Natural language region descriptions:
-=-=-

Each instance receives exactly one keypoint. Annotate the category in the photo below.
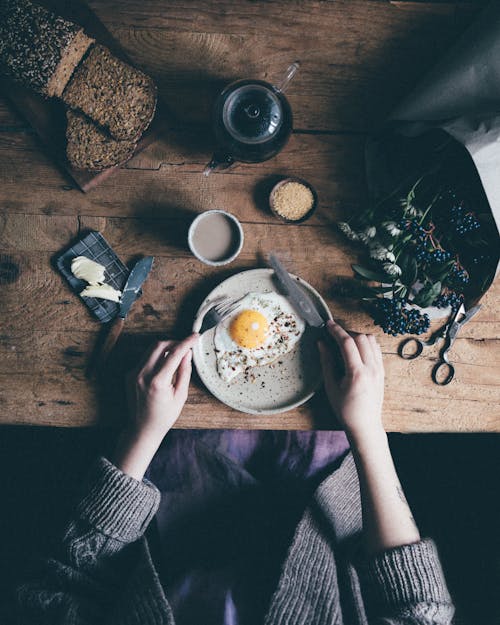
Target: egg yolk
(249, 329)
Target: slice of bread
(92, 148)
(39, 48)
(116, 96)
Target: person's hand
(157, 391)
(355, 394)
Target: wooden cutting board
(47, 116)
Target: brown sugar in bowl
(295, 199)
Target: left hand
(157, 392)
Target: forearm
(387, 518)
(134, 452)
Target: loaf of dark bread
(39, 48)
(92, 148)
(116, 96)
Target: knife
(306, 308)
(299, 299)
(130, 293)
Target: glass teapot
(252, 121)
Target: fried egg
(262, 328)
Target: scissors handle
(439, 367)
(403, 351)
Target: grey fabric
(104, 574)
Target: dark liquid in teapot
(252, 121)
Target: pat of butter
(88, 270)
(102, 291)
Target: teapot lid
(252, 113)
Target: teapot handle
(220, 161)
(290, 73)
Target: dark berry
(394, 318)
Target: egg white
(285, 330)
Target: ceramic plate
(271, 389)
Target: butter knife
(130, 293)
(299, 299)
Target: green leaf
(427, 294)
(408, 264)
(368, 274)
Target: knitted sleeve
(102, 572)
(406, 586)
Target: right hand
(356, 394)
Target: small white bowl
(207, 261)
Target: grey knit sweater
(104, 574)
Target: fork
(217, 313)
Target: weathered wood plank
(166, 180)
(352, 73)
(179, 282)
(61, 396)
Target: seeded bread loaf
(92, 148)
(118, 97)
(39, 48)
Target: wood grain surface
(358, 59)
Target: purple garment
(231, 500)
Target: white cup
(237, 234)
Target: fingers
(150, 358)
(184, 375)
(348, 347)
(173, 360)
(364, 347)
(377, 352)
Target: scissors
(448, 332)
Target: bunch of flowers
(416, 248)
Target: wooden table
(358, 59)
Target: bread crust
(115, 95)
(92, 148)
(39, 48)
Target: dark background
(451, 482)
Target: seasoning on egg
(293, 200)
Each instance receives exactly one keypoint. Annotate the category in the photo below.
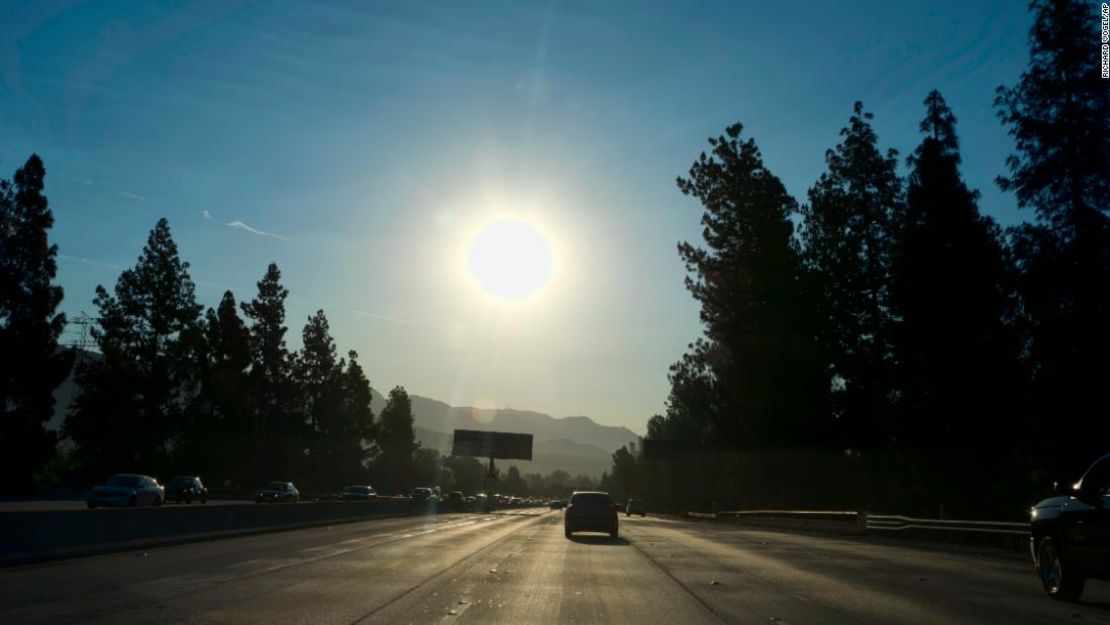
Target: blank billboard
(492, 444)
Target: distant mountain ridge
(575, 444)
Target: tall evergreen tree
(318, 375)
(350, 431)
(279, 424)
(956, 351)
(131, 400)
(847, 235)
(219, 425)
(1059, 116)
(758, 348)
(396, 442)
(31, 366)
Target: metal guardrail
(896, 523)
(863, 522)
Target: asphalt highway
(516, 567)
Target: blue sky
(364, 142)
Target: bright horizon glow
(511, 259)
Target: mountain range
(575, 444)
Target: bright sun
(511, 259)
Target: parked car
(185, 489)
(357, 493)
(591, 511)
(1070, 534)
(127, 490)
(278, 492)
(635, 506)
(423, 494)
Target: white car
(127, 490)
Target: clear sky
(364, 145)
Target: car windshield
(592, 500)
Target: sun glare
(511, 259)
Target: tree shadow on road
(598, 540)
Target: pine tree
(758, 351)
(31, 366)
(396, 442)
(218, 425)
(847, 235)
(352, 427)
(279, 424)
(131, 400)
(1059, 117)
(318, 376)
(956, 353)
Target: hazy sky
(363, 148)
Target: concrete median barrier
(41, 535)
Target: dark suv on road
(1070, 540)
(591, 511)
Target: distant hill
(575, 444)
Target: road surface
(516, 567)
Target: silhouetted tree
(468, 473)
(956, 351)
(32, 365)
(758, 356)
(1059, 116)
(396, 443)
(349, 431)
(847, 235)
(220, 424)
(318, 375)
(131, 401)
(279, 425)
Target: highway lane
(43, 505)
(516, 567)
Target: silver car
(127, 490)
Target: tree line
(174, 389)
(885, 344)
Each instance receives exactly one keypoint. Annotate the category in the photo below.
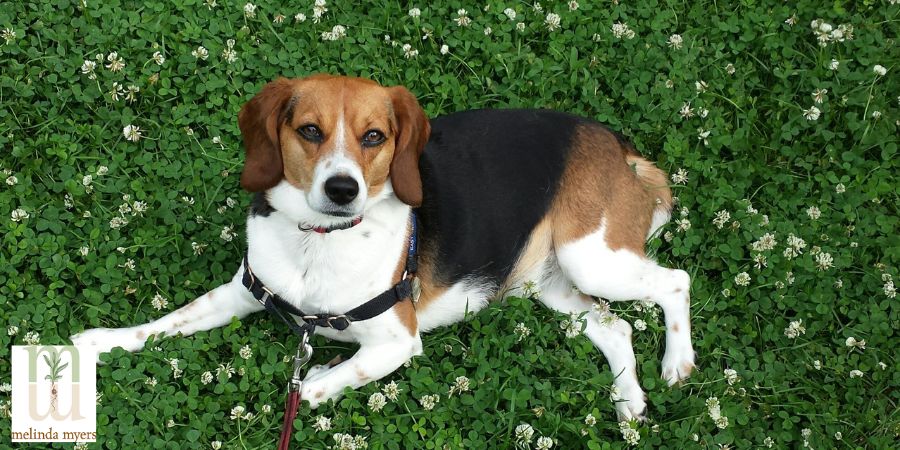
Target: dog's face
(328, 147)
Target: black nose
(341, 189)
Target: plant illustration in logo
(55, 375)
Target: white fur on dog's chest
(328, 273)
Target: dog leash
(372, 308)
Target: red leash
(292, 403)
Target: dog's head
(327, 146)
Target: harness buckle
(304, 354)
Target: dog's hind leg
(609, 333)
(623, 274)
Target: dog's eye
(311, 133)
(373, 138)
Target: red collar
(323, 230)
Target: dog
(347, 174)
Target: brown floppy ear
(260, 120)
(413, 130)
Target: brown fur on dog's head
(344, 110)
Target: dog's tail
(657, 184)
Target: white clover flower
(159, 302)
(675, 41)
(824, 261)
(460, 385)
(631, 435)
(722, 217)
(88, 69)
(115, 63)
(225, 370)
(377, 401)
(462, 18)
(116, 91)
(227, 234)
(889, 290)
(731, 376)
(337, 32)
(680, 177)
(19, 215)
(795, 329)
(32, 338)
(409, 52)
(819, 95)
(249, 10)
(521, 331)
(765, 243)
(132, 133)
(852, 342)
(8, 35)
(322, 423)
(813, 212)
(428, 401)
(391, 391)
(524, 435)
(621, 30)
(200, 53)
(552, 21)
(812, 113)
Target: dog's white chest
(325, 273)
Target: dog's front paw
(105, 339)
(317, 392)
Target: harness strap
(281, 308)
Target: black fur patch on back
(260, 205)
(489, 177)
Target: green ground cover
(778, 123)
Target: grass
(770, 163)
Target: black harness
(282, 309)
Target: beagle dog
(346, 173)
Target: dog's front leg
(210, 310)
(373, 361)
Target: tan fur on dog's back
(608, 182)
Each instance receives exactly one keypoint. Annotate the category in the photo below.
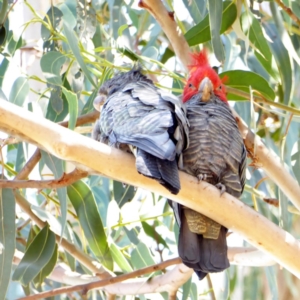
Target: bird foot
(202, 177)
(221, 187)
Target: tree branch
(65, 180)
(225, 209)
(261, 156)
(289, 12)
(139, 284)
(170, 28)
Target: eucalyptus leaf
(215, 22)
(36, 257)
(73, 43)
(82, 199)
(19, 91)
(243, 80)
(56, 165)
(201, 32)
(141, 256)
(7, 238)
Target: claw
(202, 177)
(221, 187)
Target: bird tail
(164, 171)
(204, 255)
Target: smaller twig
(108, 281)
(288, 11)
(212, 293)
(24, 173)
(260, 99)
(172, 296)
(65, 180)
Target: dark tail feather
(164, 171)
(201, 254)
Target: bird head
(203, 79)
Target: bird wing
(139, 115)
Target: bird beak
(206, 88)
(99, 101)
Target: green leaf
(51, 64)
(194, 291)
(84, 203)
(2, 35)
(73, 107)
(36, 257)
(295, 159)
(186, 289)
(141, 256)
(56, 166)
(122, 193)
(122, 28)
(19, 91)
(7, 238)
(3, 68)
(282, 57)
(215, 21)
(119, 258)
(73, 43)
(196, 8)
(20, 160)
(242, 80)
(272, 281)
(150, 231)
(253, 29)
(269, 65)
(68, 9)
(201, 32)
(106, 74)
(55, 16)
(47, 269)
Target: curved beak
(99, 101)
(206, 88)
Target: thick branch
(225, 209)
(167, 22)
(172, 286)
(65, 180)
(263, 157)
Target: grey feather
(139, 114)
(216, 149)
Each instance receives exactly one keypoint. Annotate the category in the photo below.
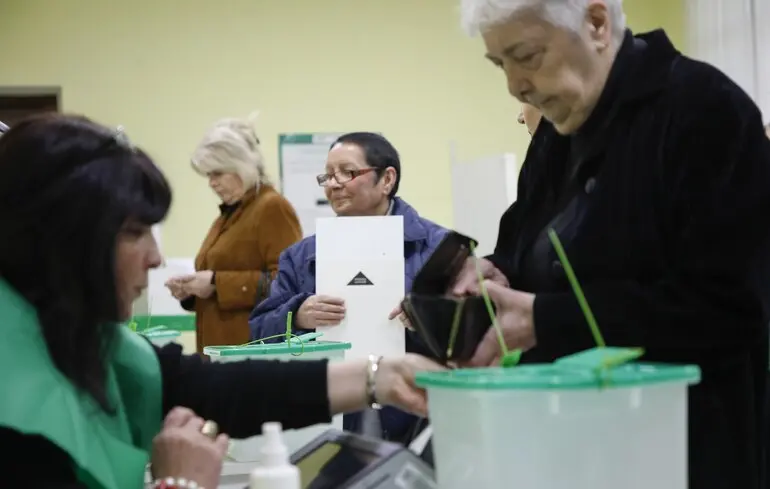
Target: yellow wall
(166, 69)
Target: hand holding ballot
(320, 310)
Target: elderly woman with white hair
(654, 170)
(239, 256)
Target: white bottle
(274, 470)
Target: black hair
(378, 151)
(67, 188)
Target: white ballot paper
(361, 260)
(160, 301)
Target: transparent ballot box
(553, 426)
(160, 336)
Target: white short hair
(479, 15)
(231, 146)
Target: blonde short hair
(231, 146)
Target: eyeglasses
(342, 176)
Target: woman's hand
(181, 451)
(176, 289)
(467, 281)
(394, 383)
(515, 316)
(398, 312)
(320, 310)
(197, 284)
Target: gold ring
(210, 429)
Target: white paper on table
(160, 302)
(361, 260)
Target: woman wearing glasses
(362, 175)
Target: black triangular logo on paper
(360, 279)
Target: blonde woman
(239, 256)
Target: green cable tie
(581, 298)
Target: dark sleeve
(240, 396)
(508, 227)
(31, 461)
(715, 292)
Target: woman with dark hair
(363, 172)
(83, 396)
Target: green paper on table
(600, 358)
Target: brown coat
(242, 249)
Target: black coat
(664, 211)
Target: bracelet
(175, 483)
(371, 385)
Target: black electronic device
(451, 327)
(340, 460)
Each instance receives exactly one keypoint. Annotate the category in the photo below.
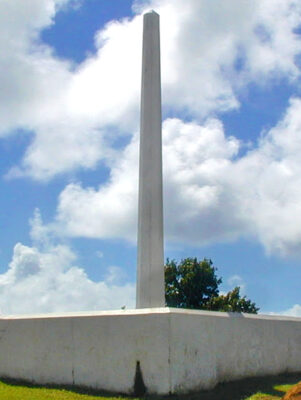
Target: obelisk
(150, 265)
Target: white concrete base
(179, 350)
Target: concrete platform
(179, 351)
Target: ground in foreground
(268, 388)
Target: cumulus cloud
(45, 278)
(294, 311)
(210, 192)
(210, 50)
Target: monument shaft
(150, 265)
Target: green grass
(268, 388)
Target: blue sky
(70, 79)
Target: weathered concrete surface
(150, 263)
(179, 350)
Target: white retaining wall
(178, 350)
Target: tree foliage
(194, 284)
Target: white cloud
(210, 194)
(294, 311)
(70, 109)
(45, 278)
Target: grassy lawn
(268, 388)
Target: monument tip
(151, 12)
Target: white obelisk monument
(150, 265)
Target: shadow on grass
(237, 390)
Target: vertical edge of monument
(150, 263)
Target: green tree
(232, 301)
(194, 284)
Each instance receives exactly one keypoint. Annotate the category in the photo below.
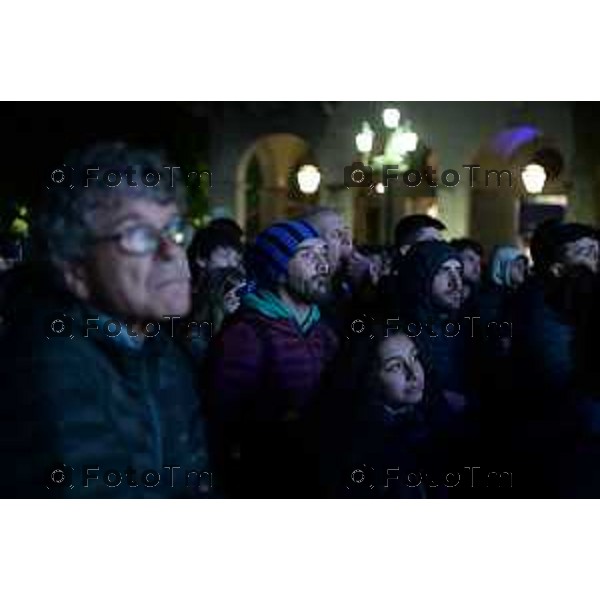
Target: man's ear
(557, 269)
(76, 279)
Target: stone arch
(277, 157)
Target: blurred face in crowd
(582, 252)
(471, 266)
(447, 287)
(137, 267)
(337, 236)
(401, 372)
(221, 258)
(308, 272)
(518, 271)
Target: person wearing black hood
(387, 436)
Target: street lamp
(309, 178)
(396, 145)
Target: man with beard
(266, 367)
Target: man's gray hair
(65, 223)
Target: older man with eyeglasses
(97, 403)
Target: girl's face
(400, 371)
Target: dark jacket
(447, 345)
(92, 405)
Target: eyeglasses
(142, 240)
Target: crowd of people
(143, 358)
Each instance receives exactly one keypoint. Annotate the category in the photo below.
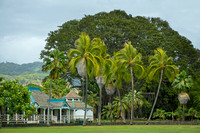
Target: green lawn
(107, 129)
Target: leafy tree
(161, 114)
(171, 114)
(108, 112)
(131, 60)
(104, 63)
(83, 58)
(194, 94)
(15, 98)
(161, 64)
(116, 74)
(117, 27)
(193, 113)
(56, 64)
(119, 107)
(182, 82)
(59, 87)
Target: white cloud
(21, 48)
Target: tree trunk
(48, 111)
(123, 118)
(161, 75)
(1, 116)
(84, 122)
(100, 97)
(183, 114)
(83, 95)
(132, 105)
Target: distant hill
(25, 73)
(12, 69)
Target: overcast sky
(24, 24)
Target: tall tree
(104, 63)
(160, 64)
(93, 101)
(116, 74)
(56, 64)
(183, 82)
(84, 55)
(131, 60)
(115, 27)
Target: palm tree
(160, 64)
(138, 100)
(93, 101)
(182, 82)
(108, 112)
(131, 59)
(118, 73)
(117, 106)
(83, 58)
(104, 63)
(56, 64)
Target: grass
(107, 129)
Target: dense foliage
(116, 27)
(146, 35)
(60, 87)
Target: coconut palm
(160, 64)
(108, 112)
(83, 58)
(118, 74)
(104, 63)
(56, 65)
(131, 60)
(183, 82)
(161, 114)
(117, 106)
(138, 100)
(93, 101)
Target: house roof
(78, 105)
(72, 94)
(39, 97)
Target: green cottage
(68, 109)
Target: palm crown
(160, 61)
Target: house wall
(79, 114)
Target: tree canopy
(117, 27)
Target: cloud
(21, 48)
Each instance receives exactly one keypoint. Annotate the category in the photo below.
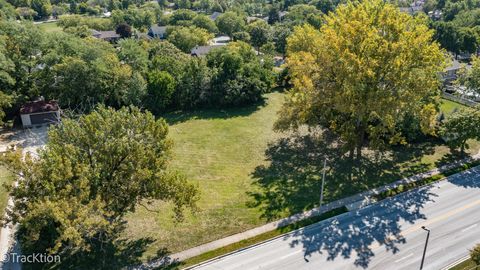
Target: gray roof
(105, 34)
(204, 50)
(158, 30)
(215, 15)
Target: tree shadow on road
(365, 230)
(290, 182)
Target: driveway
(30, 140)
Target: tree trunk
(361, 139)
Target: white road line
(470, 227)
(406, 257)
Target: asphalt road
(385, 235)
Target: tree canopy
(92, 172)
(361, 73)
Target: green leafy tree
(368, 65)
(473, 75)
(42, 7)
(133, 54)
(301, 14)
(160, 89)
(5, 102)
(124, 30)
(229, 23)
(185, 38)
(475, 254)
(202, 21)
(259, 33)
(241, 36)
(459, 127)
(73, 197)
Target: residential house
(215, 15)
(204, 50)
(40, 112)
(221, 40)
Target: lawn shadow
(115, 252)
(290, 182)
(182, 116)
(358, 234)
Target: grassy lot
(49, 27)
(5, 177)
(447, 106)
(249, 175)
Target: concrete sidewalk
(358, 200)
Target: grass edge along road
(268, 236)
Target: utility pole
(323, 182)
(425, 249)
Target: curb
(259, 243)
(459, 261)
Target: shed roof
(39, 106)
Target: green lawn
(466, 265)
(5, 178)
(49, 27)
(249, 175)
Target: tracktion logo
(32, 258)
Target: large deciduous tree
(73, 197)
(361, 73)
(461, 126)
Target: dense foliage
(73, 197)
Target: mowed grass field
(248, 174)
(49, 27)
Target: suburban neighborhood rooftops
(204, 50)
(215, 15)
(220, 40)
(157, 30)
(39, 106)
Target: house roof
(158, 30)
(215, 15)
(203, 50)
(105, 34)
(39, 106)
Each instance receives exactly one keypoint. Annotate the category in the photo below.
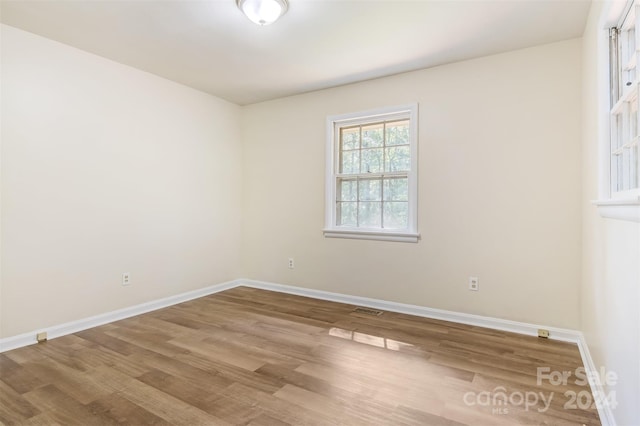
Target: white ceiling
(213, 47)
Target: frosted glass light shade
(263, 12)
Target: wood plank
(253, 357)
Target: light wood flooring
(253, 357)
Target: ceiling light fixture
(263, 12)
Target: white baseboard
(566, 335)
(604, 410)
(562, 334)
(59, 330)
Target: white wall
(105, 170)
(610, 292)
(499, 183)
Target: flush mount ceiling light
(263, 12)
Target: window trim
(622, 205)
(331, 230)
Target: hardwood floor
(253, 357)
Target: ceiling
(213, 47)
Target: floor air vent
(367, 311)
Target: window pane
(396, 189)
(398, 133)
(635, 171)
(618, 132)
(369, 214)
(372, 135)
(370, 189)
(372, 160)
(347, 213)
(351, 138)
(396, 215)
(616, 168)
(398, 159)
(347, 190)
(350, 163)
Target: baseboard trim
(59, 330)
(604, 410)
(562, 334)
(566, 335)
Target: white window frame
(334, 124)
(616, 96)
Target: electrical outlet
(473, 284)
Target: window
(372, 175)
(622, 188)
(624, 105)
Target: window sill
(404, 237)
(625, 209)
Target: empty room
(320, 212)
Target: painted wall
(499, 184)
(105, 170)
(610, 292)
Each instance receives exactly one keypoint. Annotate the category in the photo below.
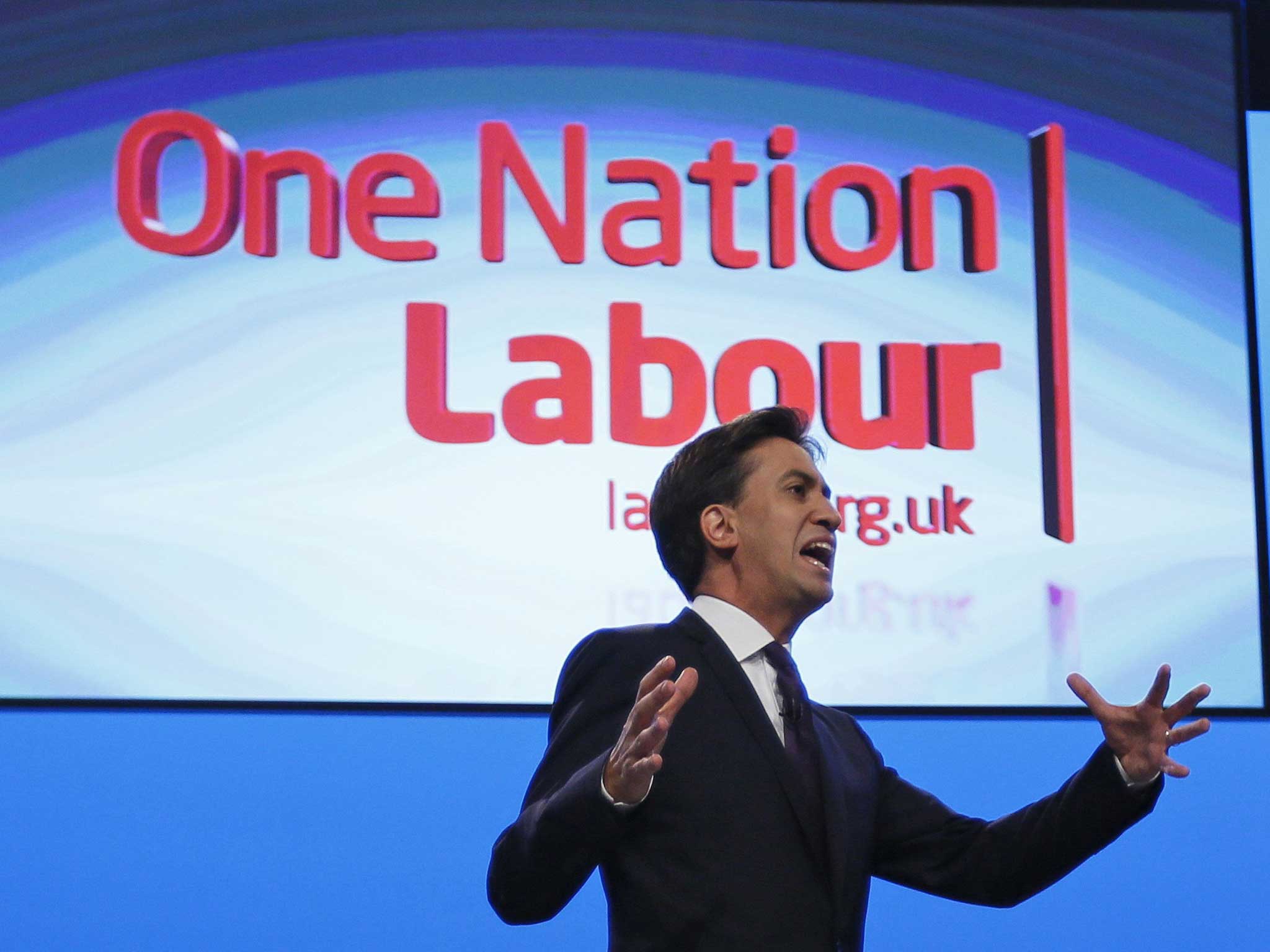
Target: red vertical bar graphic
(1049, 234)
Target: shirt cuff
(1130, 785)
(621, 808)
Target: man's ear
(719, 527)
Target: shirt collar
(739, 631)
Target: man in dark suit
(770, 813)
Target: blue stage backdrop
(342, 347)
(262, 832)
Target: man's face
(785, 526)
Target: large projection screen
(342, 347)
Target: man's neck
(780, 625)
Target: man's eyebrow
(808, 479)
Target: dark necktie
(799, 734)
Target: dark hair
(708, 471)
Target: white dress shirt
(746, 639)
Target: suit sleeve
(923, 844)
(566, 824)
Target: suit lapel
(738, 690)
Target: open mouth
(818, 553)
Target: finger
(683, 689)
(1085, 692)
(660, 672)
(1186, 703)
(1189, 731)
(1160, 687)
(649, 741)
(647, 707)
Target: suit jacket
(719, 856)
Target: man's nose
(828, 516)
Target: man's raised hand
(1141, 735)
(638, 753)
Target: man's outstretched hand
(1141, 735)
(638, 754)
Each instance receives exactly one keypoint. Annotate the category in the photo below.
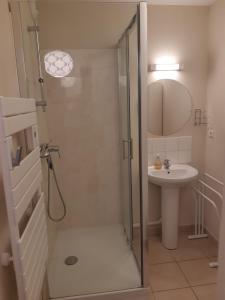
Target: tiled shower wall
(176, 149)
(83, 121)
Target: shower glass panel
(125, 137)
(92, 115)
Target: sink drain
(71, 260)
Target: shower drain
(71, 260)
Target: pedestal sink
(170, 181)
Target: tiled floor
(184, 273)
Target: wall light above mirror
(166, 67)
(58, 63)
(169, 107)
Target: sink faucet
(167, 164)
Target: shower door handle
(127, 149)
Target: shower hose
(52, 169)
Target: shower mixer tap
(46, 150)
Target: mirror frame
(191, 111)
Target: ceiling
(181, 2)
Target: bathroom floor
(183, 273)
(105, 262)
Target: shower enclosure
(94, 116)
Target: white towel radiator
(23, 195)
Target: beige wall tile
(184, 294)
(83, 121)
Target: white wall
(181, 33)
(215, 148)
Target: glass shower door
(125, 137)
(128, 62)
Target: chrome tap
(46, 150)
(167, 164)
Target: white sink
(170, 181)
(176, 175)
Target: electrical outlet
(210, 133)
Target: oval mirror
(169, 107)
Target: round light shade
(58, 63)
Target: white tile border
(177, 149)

-=-=-

Task details =>
Emit only the final stretch of the records: the line containing "Target: round light shade" through the end, each line exactly as it stands.

Response to this task =>
Target: round light shade
(58, 63)
Target: white tile border
(177, 149)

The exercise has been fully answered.